In the commentary on Homebase below, by what range would the proposed turnaround plan cut rents on the stores it keeps open?

DOCUMENT TEXT:
:::::

OK, yes, but what’s this?

The globe-straddling retail colossus could now benefit from the conditions it has helped to create. Amazon is reportedly keen to snap up some of the sites vacated by Homebase which, unlike town-centre retailers, owns many of its properties.

If it owns most of its properties then why such troubles with landlords? But onto the explanation, after that oddity:

The future of Homebase is hanging in the balance as a group of powerful landlords considers legal action over an attempt to slash its rents by as much as 90%.

The DIY chain has asked creditors to approve a three-year turnaround plan that would see 42 stores closed and rents cut by between 25% and 90% on 70 others.

Well, OK, we can see why landlords might not be best pleased with this. But why this entire formal arrangement of a CVA? Why not just point out economic reality to said landlords and make an agreement? That economic reality being obvious enough. Online sales are now some 16% or so of retail spending. There’s some 15% or so of commercial retail property empty. There’s an obvious enough connection between these two simple facts. Add in Ricardo on Rent and the solution is obvious. Landlords gain all of the position value of land as ever more marginal property gets used. As the process goes into reverse, as it is, they’re also the first people who should be losing income.

:::::

INFORMATION GIVEN:
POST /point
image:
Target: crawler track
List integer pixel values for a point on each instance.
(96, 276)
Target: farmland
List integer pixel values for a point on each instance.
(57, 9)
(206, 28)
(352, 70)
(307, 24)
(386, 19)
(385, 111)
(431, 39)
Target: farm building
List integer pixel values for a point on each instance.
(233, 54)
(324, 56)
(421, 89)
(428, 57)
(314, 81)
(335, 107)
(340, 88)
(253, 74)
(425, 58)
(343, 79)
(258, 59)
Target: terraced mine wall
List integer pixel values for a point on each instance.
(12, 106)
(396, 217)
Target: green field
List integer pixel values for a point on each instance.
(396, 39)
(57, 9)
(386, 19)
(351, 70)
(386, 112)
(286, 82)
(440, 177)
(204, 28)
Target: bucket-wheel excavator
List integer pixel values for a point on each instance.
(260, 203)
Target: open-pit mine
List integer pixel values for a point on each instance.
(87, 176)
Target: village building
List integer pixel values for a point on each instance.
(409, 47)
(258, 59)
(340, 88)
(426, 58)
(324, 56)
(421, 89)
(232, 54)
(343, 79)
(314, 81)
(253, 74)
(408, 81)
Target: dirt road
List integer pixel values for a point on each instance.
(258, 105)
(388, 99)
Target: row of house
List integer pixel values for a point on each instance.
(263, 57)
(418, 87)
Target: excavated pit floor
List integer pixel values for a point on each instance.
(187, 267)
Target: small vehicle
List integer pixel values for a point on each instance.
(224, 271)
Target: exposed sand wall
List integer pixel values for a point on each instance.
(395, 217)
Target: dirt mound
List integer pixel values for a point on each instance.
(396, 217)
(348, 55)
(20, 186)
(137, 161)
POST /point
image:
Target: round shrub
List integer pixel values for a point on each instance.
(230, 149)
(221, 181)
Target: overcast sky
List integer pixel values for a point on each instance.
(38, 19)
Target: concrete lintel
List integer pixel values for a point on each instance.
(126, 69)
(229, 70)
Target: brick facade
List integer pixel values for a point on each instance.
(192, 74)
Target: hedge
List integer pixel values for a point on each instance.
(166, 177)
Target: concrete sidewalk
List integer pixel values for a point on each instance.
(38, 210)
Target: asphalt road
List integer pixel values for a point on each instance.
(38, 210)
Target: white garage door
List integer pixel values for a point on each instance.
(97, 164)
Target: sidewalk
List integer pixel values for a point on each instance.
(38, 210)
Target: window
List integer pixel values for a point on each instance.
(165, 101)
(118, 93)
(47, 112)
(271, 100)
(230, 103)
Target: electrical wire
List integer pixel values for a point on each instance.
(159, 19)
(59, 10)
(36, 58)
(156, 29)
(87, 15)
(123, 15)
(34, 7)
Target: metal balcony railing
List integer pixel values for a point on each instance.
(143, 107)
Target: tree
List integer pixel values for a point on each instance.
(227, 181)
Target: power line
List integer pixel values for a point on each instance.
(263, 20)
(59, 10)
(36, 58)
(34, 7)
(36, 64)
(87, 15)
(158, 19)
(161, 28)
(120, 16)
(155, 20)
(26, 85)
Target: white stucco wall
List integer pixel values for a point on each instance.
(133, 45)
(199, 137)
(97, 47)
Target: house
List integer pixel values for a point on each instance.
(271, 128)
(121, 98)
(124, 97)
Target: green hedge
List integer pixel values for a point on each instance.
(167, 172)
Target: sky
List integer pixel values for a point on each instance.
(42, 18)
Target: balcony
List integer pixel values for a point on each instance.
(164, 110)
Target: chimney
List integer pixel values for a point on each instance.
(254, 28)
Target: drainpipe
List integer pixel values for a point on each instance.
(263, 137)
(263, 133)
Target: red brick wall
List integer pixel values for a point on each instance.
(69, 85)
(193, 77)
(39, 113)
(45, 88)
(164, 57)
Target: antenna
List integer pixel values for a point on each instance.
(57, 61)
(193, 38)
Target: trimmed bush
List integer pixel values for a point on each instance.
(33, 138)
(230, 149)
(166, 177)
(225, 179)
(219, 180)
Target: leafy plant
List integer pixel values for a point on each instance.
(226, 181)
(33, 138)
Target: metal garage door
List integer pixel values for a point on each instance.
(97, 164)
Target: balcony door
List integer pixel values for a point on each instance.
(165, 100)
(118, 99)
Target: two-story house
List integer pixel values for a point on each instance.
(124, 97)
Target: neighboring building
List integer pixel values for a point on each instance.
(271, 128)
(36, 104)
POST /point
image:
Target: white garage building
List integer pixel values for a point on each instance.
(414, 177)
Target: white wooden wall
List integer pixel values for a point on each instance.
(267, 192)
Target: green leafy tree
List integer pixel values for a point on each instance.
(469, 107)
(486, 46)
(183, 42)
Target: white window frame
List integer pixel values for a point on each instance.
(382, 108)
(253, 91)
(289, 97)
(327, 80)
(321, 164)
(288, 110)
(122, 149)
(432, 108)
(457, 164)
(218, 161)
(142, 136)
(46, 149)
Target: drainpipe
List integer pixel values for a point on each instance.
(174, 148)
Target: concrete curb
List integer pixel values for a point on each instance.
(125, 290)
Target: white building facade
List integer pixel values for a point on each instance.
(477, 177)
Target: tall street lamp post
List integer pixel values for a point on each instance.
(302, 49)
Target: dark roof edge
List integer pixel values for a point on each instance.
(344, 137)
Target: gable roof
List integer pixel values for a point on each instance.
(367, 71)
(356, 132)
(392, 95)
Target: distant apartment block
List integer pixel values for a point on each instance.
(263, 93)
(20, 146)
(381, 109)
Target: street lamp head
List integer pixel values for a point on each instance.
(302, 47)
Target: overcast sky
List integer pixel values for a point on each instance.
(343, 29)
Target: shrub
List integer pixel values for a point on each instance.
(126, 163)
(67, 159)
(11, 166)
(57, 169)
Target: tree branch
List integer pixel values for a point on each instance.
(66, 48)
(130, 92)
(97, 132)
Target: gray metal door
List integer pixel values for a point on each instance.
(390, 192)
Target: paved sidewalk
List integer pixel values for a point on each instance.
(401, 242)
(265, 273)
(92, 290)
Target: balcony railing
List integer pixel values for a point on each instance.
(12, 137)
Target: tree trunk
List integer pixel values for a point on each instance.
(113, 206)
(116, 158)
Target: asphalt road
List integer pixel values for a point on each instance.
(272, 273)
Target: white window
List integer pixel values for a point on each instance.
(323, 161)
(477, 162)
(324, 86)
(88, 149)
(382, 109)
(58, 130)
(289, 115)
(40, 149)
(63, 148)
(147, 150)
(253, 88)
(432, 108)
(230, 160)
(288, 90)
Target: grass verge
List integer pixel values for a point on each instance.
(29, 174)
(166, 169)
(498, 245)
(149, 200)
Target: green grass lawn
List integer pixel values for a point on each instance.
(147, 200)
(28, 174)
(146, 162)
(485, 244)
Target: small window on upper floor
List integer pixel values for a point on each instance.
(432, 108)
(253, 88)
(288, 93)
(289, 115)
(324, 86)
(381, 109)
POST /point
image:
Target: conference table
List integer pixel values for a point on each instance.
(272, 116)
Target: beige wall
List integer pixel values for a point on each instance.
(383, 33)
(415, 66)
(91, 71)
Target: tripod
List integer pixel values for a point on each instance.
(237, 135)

:::::

TASK SOLUTION: By between 25% and 90%, on 70 stores.